━━━ DATASET EXTRACT
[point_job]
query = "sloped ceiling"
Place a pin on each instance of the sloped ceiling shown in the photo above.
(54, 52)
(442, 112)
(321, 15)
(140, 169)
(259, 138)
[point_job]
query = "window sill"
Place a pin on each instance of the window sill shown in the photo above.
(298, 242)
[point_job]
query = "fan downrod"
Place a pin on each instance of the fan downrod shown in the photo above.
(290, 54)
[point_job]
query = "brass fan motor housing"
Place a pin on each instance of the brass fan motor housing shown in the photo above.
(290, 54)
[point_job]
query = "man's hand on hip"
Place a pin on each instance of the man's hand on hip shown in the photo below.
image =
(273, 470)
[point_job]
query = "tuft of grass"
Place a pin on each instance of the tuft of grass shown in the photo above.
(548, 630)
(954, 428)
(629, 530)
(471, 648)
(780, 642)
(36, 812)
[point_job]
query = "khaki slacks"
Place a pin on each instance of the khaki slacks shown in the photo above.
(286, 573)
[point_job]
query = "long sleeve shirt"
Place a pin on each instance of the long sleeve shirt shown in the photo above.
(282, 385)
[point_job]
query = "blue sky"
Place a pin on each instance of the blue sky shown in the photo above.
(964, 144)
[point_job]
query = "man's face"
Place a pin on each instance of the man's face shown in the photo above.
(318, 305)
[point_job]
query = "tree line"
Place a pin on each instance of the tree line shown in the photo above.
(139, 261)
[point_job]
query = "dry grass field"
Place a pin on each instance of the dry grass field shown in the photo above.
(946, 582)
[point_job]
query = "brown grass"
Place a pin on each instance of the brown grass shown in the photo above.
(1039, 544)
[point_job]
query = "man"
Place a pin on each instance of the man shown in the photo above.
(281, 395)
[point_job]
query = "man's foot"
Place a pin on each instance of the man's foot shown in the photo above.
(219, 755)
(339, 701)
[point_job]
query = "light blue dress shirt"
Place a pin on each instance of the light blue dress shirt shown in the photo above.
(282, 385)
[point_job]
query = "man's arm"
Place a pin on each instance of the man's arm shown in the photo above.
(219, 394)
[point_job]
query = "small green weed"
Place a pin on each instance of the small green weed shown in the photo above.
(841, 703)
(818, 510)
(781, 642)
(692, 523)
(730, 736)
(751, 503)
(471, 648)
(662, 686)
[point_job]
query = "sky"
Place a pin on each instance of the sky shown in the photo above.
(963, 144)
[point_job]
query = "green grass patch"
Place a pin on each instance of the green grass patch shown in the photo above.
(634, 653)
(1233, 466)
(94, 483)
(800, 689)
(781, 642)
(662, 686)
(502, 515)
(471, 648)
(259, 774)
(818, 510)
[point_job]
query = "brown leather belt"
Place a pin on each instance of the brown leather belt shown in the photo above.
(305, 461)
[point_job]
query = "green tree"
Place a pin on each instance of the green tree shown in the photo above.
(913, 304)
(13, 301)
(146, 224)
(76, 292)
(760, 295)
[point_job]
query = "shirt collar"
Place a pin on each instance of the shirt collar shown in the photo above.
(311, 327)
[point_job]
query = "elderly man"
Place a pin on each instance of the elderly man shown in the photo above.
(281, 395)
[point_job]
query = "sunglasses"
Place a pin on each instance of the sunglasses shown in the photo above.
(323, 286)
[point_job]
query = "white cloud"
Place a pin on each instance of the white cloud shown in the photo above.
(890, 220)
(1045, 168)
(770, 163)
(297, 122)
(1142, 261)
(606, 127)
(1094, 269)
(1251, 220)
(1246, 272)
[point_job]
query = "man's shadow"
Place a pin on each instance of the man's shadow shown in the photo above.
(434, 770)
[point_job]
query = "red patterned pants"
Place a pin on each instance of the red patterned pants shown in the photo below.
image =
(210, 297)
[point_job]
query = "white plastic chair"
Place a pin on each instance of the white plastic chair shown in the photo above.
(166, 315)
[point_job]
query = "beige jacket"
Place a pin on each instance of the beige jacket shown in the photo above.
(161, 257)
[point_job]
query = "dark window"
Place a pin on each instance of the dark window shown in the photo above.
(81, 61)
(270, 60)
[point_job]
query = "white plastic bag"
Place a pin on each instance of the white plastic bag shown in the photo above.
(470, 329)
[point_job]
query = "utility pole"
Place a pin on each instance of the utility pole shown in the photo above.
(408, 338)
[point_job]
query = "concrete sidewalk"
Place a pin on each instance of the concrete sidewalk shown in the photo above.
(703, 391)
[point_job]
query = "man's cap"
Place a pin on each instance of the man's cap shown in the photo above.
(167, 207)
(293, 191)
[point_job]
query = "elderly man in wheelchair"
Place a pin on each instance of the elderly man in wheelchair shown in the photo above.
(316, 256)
━━━━━━
ABOUT THIS EXERCISE → Print each of the lines above again, unchanged.

WRITTEN ANSWER →
[point_job]
query = "sloped ceiling"
Place a pin on each instance of the sloped ceiling shown in the photo above.
(54, 52)
(442, 112)
(321, 15)
(140, 169)
(259, 138)
[point_job]
query = "window sill"
Place a pin on each instance of the window sill shown in the photo above.
(298, 242)
[point_job]
query = "fan downrod"
Place a pin on each instance of the fan downrod shown in the photo above.
(290, 54)
[point_job]
query = "brass fan motor housing"
Place a pin on each instance of the brass fan motor housing shown in the photo above.
(290, 54)
[point_job]
query = "man's hand on hip"
Place a pin on each instance of the man's hand on hip shown in the photo below.
image =
(273, 470)
[point_job]
query = "tuft of grass"
Place a pin on each instance of the tuft of grass shown in the photo above.
(548, 630)
(954, 428)
(629, 530)
(471, 648)
(780, 642)
(36, 812)
[point_job]
query = "khaki slacks"
Place a pin on each instance of the khaki slacks shown in the photo above.
(286, 573)
[point_job]
query = "long sleeve shirt"
Place a pin on each instance of the long sleeve shirt shown in the photo above.
(282, 385)
[point_job]
query = "blue sky"
Place a pin on each instance of the blue sky shown in the photo above.
(964, 144)
[point_job]
query = "man's face"
Place a pin on each instance of the man's face shown in the photo above.
(318, 305)
[point_job]
query = "tree line"
Place a pin on each instance of the tree line shown in the photo above.
(139, 261)
[point_job]
query = "dry grass field"
Place a pin on each instance of the dry grass field shown in the photo above.
(946, 582)
[point_job]
query = "brown grass"
Place a pin on each instance of the brown grass shown in the photo above.
(1039, 544)
[point_job]
query = "man"
Place a pin on each instance of the man shown in the photo above.
(281, 395)
[point_job]
query = "man's foot"
Place a pin on each instance of the man's foot shown in the photo above.
(219, 755)
(339, 701)
[point_job]
query = "light blue dress shirt"
Place a pin on each instance of the light blue dress shirt shown in the photo above.
(282, 385)
[point_job]
query = "man's arm"
Place a pin on each instance of the man's arm shown in the photo above.
(219, 394)
[point_job]
query = "small green weed"
Place a pin on each instance of the small green weed shown in the photo above.
(841, 703)
(818, 510)
(781, 642)
(692, 523)
(730, 736)
(751, 503)
(471, 648)
(662, 686)
[point_job]
query = "sky"
Place a pin on each instance of the sky shown in the photo above.
(963, 144)
[point_job]
query = "green grass patch"
Place a pin on each instance of the green grass patch shown in the photo above.
(634, 653)
(1233, 466)
(94, 483)
(800, 689)
(781, 642)
(662, 686)
(502, 515)
(471, 648)
(259, 774)
(818, 510)
[point_job]
query = "brown leather belt"
Place a pin on each instance of the brown leather belt shown in the photo above.
(305, 461)
[point_job]
query = "green tree"
Place a pin on each instance of the green tree shown in the photo above.
(913, 304)
(13, 301)
(146, 224)
(76, 292)
(760, 295)
[point_job]
query = "shirt collar"
Place a pin on each instance of the shirt collar shown in the photo above.
(311, 327)
[point_job]
query = "elderly man"
Place a pin on each instance of the elderly man shown in the photo above.
(281, 395)
[point_job]
query = "sunglasses"
Place a pin on each instance of the sunglasses shown in the photo above.
(323, 286)
[point_job]
query = "white cloud"
Place a pin on each instance of the white cloud shown in the photo above.
(890, 220)
(1045, 168)
(770, 163)
(297, 122)
(1142, 261)
(606, 127)
(1094, 269)
(1251, 220)
(1246, 272)
[point_job]
query = "man's shadow"
Place a pin on each instance of the man's shadow shown in the photo above.
(434, 770)
[point_job]
query = "red patterned pants"
Place a pin on each instance of the red patterned pants shown in the photo below.
image =
(210, 297)
[point_job]
query = "white plastic chair"
Place a pin on each instance of the white plastic chair shown in the photo above.
(166, 315)
[point_job]
query = "beige jacket"
Place a pin on each instance of the beige jacket shown in the photo above.
(161, 257)
[point_job]
query = "dark window"
Place a pin on each instance of the dark window shown in the photo above.
(81, 61)
(270, 60)
[point_job]
query = "white plastic bag"
Place a pin on each instance of the white plastic bag shown in the photo above.
(470, 329)
[point_job]
query = "utility pole"
Place a pin on each instance of the utility pole shown in the photo above.
(408, 338)
[point_job]
query = "concrete sidewalk"
Place a pin on each instance of the concrete sidewalk shown in the photo above.
(703, 391)
[point_job]
query = "man's cap"
Place a pin on each instance of the man's cap shown in the photo above.
(167, 207)
(293, 191)
[point_job]
query = "elderly man in wheelchair"
Place a pin on each instance of the elderly man in wheelchair shown in the photo above.
(316, 256)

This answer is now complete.